* Aim
Update the items below by swapping "window with grid" for "grid window" and leaving every other word as it is.

── Supplied records

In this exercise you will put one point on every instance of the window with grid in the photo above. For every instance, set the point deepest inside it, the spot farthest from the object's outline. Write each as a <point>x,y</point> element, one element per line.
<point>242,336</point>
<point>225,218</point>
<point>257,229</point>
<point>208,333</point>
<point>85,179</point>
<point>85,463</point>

────

* Full solution
In this exercise you will put one point on every instance of the grid window in the photo above. For every instance, set the point deepest inside it, the spot farthest from the object's outline. Write each as a <point>x,y</point> element, one element per line.
<point>242,336</point>
<point>225,218</point>
<point>257,229</point>
<point>208,333</point>
<point>85,179</point>
<point>85,463</point>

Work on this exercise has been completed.